→ **Exercise prompt**
Retype everything in the listing, leaving each line exactly as it is.

[Object point labels]
________
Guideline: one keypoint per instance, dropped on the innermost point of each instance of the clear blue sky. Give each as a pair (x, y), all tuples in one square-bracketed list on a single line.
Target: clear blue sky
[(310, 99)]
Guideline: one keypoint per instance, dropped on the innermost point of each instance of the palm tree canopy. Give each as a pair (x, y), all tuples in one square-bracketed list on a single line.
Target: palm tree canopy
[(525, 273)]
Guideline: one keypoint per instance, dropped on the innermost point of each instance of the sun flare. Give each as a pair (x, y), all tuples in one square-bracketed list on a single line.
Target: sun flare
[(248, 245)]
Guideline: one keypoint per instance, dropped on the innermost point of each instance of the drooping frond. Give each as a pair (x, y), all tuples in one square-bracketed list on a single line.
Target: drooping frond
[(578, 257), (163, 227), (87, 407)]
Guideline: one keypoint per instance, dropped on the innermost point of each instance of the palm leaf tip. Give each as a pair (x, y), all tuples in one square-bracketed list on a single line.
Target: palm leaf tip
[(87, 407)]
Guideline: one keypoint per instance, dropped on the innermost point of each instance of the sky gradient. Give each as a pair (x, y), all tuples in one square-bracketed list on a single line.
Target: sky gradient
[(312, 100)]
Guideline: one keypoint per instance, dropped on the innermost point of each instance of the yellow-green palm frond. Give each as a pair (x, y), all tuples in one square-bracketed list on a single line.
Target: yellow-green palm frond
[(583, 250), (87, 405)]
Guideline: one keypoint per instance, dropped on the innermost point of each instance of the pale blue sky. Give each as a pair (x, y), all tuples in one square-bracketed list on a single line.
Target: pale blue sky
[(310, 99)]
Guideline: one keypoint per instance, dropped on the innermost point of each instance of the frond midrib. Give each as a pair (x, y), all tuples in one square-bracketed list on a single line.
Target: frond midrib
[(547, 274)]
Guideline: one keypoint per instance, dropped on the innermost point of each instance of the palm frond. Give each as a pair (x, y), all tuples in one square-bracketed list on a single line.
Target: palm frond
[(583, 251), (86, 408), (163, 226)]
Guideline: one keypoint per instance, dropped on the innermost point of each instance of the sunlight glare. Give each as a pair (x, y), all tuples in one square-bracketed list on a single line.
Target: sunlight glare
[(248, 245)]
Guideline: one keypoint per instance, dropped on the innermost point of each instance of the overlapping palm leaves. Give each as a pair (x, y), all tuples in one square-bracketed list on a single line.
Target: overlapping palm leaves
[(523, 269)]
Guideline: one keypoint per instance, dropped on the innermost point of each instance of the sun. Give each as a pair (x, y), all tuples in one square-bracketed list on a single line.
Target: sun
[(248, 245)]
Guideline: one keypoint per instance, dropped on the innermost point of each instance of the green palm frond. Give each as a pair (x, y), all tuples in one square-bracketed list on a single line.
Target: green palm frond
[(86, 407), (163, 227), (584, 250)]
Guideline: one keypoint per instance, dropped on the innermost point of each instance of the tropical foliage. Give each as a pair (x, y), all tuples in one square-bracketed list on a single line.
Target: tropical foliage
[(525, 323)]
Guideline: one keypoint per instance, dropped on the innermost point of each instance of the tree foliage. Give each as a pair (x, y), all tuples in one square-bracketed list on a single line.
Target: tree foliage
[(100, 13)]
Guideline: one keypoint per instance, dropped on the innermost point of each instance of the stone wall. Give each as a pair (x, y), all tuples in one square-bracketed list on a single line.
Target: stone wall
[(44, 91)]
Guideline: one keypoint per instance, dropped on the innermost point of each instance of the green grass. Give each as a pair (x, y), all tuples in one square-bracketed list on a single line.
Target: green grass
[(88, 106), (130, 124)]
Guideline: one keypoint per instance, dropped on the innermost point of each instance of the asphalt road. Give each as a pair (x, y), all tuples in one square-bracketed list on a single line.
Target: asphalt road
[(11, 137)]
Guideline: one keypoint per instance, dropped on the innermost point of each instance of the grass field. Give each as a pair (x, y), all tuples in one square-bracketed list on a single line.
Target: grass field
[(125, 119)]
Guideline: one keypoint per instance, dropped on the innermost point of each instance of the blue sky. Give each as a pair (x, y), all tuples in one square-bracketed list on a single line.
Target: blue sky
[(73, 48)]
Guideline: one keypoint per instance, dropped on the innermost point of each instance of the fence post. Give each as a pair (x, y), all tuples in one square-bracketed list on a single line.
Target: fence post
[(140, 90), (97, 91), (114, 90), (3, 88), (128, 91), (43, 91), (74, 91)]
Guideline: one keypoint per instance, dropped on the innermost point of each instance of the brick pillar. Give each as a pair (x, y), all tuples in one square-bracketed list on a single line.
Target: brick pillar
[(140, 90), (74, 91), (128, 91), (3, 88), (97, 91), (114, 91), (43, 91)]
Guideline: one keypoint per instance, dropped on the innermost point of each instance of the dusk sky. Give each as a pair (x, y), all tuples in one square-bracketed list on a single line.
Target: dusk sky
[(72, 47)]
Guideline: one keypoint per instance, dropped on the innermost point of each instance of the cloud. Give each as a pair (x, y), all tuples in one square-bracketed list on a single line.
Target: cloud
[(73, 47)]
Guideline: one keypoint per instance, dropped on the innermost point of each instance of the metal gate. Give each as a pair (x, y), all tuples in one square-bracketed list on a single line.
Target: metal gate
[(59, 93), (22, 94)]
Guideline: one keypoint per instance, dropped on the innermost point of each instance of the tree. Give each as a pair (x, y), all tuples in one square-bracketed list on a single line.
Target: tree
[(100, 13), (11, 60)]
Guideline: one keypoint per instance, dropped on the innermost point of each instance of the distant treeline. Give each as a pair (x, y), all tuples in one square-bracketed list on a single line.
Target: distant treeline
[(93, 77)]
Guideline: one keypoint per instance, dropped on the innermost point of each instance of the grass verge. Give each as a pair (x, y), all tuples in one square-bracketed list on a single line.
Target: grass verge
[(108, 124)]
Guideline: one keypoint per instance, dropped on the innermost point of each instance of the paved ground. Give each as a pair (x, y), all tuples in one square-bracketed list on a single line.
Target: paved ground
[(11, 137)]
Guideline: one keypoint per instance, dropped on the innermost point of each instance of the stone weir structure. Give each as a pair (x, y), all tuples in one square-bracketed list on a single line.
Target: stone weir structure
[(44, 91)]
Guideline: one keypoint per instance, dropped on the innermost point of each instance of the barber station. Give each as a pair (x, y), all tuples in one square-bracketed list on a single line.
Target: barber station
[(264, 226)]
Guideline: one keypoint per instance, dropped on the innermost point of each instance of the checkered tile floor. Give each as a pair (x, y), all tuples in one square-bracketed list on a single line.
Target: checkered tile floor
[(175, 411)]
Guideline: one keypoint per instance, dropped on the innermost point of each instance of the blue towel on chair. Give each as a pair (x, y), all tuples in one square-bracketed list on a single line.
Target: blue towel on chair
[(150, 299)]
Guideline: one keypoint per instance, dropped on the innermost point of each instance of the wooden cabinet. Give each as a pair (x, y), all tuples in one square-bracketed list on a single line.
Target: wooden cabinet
________
→ **Answer below**
Guideline: one keypoint per instance, dropped on the innermost point of each instance of the clear blue sky. Give each as a pair (x, y), all tuples in one square-bracketed list on a single line.
Target: clear blue sky
[(310, 99)]
Guideline: one keypoint per instance, dropped on the innermost point of each instance of the palm tree canopy. Give each as a pair (x, y), all tuples in one square-bracketed list on a single line.
Target: palm tree canopy
[(525, 273)]
Guideline: one keypoint per instance, dropped on the innermost point of each instance of the sun flare. Give each as a pair (x, y), all tuples in one square-bracketed list on a single line.
Target: sun flare
[(248, 245)]
Guideline: one keypoint per instance, dropped on the innermost point of each instance of the drooping frond. Give each as a pair (x, y), all tuples in one square-bracketed list on a single line.
Target: drooping frond
[(578, 257), (163, 227), (87, 407)]
Guideline: one keypoint per instance, dropped on the innermost point of each instance of the palm leaf tip. Give each as a pair (x, y), all tuples in one square-bracketed list on a single line.
Target: palm leaf tip
[(87, 407)]
Guideline: one keypoint per instance, dropped on the innermost point of each instance of the sky gradient. Give each as a pair (x, y), all tuples in one square-bracketed list on a single line.
Target: sky gradient
[(312, 100)]
Guideline: one keypoint per instance, dropped on the innermost point of each instance of the yellow-green palm frond. Give each as a pair (x, y), all tuples in one square-bracketed list on a single line.
Target: yellow-green palm frond
[(583, 250), (87, 405)]
Guideline: one keypoint per instance, dropped on the innermost point of each instance of the pale blue sky. Give each as a pair (x, y), all tuples in one square-bracketed list on a single line.
Target: pale blue sky
[(310, 99)]
Guideline: one keypoint per instance, dropped on the innermost point of each instance of the frond midrib. Give each as a pair (x, y), all tuples in one square-bracketed list on a single line.
Target: frond midrib
[(547, 274)]
Guideline: one keypoint per instance, dropped on the innermost point of each instance of the palm frond. Give each as a pair (x, y), all tuples in one square-bracketed list on a single line.
Target: palm frond
[(583, 251), (86, 408), (163, 226)]
Guideline: one keypoint per instance, dropped on the innermost point of each instance of the sunlight glare. Give each as a pair (x, y), all tuples in one square-bracketed list on a single line.
Target: sunlight glare
[(248, 245)]
Guideline: one keypoint per instance, dropped on the innermost point of each instance of the overlapping palm leaves. Give each as a pair (x, y), all tuples in one square-bracketed list on a single line.
Target: overlapping palm leaves
[(523, 269)]
Guideline: one keypoint per instance, dropped on the innermost point of each instance of the sun. Give each as a pair (x, y), all tuples in one square-bracketed list on a single line.
Target: sun
[(248, 245)]
Guideline: one keypoint per instance, dropped on the innermost point of each instance of the green palm frond. Give each as a pair (x, y), all tuples in one square-bracketed list on a single line.
Target: green palm frond
[(86, 407), (163, 227), (584, 250)]
Guideline: one keypoint per instance, dropped on the innermost point of each instance of the tropical foliage. Give each as a pair (x, y), all tuples in one square-bracketed list on a single line.
Target: tropical foliage
[(525, 323)]
Guideline: one keypoint per instance, dropped on the innermost point of each instance of the tree foliage. Give each as a pair (x, y), all tuples in one square-bracketed list on a single line.
Target: tree foliage
[(100, 13)]
Guideline: one keypoint per instance, dropped on the innermost point of each instance of the stone wall. Give each as a pair (x, y), all tuples in one square-bracketed list on a single line.
Target: stone wall
[(44, 91)]
Guideline: one keypoint per instance, dropped on the innermost point of each instance of the green grass. Give each as a pair (x, y), all tuples in one square-bracketed list on a single line.
Target: green grass
[(88, 106), (130, 124)]
Guideline: one keypoint per instance, dropped on the innermost point of each instance of the asphalt road. Give each as a pair (x, y), all tuples in one square-bracketed list on a single line.
Target: asphalt road
[(11, 137)]
Guideline: one keypoint per instance, dropped on the innermost point of each instance of the grass field. Give each as a pair (x, y), all tuples in one square-bracketed list on a single line.
Target: grass field
[(125, 119)]
Guideline: one keypoint per instance, dropped on the innermost point of each instance of the blue sky. Give each as a pair (x, y), all tuples in one square-bracketed list on a single line.
Target: blue sky
[(73, 48)]
Guideline: one keypoint per instance, dropped on the innermost point of each instance of the fence post. Give each as a pair (x, y), all tuples in one square-bracketed list on a single line.
Target: fence post
[(140, 90), (97, 91), (114, 90), (3, 88), (128, 91), (43, 91), (74, 91)]
Guideline: one keypoint per instance, dropped on the innermost point of each instance of the brick pillar. Give each as a pair (x, y), all tuples in one square-bracketed list on a single line.
Target: brick pillar
[(140, 90), (74, 91), (128, 91), (3, 88), (97, 91), (114, 91), (43, 91)]
Guideline: one keypoint per instance, dropped on the innermost point of each instance of the dusk sky. Give each as a pair (x, y), all tuples in one square-bracketed list on a single line.
Target: dusk sky
[(72, 47)]
Guideline: one keypoint per instance, dropped on the innermost point of each instance of the cloud. Give each as a pair (x, y), all tuples in one square-bracketed list on a single line.
Target: cloud
[(73, 47)]
Guideline: one keypoint per instance, dropped on the innermost point of each instance of the metal gate. Give each as a pair (x, y), all tuples in one square-bracketed list on a single line.
Target: metal gate
[(59, 93), (22, 94)]
Guideline: one keypoint per instance, dropped on the innermost point of each instance of the tree. Give each as a pair (x, y), all tuples in one square-bracketed list on a single line.
Target: tree
[(100, 13), (11, 60)]
Guideline: one keypoint per instance, dropped on the innermost point of each instance of the distant treeline. Give each as a pair (x, y), all tuples in one square-bracketed list on a single line.
Target: distant treeline
[(93, 77)]
Guideline: one keypoint per instance, dropped on the innermost point of each instance of the grass verge. Give each as a pair (x, y), all tuples in one square-bracketed list on a single line.
Target: grass verge
[(108, 124)]
Guideline: one keypoint per instance, dropped on the innermost point of each instance of the paved ground. Give each as a pair (x, y), all tuples in one square-bracketed list on a single line.
Target: paved ground
[(11, 137)]
Guideline: one keypoint per instance, dropped on the innermost point of each instance of the stone weir structure. Give each as a pair (x, y), all tuples in one square-bracketed list on a single line.
Target: stone weir structure
[(44, 91)]
Guideline: one keypoint per instance, dropped on the innermost point of each instance of the barber station. Give each as a pair (x, y), all tuples in one square-bracketed list on a single line.
Target: barber station
[(264, 226)]
Guideline: one keypoint per instance, dropped on the innermost point of each instance of the checkered tile floor. Give each as a pair (x, y), all tuples in one square-bracketed list on a single line.
Target: checkered tile floor
[(175, 411)]
Guideline: one keypoint per instance, dropped on the innermost point of each instance of the blue towel on chair. Give each as a pair (x, y), all tuples in one square-bracketed list on a single line.
Target: blue towel on chair
[(150, 299)]
Guideline: one keypoint per instance, dropped on the innermost point of each instance of the wooden cabinet. Give each as a pair (x, y), all tuples in one square-bracketed list on a single line.
Target: wooden cabinet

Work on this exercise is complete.